Given instruction 1 >> Copy the passage of the predicate logic thread below, starting at "Can it be assumed" and ending at "Who rejected it?", without changing a word.

= = = = = = =

In predicate logic, do we necessarily have to restrict the domain of discourse?

Question

Can we combine formalized statements in predicate logic from widely different domains of discourse (say, one regarding integers, one regarding the fruits in one's garden) by using logical rules/theorems and still predicate logic stays truth-preserving?

Sure, if we use identical free logical variables referring to different “things” (in the case of objects) or having a different sense (in the case of predicates), we may easily get to falsehoods, yet strictly speaking we didn't get them from truths.

Can it be assumed that free variables “carry along” their semantic content faithfully, freed from their original context? And that then the correct combination by predicate logic never gets us from truth to falsehood?

Of course, the resulting formalized statements, then “back-translated” to natural language may sound like written by Eugène Ionesco. For example, “This apple is prime or it is not prime” – yet isn't such a sentence, in the strict sense, true?

So

• is the view that the domain of discourse for predicate logic can be extended to anything that (in a pragmatic way) “exists”, respectable?
• does it have a name?
• which philosophers of logic held it? Who rejected it?

Answer 1

There seem to be two parts to your question: one concerning whether all quantification is restricted, and another concerning whether free variables can carry contextual information that serves to restrict their admissible valuations. I'll address each in turn.

Unrestricted Quantification

It seems like your question is regarding the possibility of completely unrestricted quantification. The mainstream view is that such unrestricted quantification over everything is possible. In practice, when doing model theory we often construct models with determinate (restricted) domains to show model existence and consistency of a theory by way of its satisfiability.

This model-theoretic convention, though, doesn't answer the question of whether all quantification must be restricted. The doubter of unrestricted quantification holds a view termed restrictivism. Typically, restrictivists derive motivation for their view from various set-theoretic and property-theoretic paradoxes. They claim that unrestricted quantification over, e.g., sets is impossible because the domain of quantification would be the set of all sets, which leads to paradox in standard set theories. Given the standard move of allowing proper classes to serve as a domain, or opting for a plural logic interpretation of the domain as the "plurality of all sets", this seems like a case of taking the semantics too seriously. That domains are sets is an artifact of model theory but not a necessary postulate.

More sophisticated restrictivists realize that with suitable large cardinal axioms, what was a proper class without such large cardinals becomes a set. They typically complain, then, that the notion of set is indefinitely extensible (an objection popularized by Michael Dummett, who used the notion to push for intuitionistic logic/mathematics). The idea is that anytime you think you have "all" of the sets, you could always admit more by accepting some larger cardinal and extending the height of the cumulative hierarchy. They argue that since there's no non-arbitrary stopping point, and this process can continue on indefinitely, we are never in a position to quantify over a determinate domain of all sets. Such a view, however, seems to tie our abilities to quantify over a domain to our ability to describe that domain uniquely (at least up to isomorphism) -- something the Platonist will surely deny.

= = = = = = =

Given instruction 2 >> Write out the entire listing that follows, line for line and unchanged.

= = = = = = =

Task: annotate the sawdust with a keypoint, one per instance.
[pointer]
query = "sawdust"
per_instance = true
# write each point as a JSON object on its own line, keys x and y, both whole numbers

= = = = = = =

Complete output 1 >>
Can it be assumed that free variables “carry along” their semantic content faithfully, freed from their original context? And that then the correct combination by predicate logic never gets us from truth to falsehood?

Of course, the resulting formalized statements, then “back-translated” to natural language may sound like written by Eugène Ionesco. For example, “This apple is prime or it is not prime” – yet isn't such a sentence, in the strict sense, true?

So

• is the view that the domain of discourse for predicate logic can be extended to anything that (in a pragmatic way) “exists”, respectable?
• does it have a name?
• which philosophers of logic held it? Who rejected it?

Complete output 2 >>
Task: annotate the sawdust with a keypoint, one per instance.
[pointer]
query = "sawdust"
per_instance = true
# write each point as a JSON object on its own line, keys x and y, both whole numbers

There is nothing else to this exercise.